## WHAT THIS TASK INVOLVES
List every line in the items below that contains the word "water", copying each line in full.

## MATERIAL SUPPLIED
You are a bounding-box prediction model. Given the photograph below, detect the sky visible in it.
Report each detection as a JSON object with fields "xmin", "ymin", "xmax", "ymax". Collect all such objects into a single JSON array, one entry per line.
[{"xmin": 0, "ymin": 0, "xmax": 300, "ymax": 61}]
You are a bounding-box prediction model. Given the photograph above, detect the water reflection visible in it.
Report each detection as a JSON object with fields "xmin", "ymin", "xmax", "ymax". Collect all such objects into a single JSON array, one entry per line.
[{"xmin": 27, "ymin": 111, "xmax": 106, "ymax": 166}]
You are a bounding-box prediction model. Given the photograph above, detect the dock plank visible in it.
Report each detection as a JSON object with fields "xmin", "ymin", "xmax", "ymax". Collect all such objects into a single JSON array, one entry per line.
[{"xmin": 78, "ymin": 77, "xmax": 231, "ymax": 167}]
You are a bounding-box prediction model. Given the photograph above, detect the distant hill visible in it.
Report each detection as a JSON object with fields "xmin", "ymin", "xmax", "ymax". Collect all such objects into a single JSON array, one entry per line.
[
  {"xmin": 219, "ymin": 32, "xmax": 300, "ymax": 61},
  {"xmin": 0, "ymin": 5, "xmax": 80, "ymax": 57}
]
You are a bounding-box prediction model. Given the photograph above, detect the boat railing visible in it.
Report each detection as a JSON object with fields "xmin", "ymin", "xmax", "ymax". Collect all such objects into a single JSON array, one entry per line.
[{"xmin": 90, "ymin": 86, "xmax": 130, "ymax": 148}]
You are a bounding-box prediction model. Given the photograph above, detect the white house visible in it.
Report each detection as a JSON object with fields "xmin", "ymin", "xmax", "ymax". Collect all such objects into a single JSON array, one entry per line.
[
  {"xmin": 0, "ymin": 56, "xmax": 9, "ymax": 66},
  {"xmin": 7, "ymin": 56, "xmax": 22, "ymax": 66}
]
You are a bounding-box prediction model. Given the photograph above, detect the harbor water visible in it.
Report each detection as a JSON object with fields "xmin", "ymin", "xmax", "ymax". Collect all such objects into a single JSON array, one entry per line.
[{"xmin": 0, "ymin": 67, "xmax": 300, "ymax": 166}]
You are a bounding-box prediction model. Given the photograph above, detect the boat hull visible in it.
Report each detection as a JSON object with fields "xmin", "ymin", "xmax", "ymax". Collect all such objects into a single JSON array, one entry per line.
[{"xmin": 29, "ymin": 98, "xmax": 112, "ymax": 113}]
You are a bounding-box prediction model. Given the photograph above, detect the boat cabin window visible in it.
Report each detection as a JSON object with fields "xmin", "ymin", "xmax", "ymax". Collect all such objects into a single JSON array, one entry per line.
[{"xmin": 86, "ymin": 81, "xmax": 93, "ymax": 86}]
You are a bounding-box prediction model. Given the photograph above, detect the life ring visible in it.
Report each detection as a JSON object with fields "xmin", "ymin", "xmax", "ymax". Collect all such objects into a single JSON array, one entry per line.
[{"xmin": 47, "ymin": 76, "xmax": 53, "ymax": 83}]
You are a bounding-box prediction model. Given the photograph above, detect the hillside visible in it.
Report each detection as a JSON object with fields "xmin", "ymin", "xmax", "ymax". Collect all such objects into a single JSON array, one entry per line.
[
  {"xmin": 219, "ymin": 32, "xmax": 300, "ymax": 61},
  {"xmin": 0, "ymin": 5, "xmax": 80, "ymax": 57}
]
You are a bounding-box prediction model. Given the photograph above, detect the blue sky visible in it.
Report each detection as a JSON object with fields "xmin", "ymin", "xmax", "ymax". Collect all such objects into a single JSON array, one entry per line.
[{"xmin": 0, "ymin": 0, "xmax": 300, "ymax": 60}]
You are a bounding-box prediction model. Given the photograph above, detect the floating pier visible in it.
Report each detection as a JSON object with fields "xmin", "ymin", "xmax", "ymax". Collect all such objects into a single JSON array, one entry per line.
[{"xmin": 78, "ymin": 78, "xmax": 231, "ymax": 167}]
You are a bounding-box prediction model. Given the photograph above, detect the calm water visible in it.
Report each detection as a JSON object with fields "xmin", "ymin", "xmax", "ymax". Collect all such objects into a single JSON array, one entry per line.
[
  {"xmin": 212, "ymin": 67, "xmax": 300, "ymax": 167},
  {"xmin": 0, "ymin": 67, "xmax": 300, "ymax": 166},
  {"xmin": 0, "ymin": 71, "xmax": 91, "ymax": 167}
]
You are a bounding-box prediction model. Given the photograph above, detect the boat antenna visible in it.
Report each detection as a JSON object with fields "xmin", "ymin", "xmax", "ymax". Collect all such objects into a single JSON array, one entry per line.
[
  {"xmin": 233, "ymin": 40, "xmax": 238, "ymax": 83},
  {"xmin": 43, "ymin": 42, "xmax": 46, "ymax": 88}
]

## FULL RESPONSE
You are a bounding-box prediction model. Given the photograph above, detect the water reflection visible in it.
You are a bounding-box prediction model. Given the photograph above, detect the harbor water visible in it.
You are a bounding-box prediction model. Given the photograph above, detect the calm water visible in it.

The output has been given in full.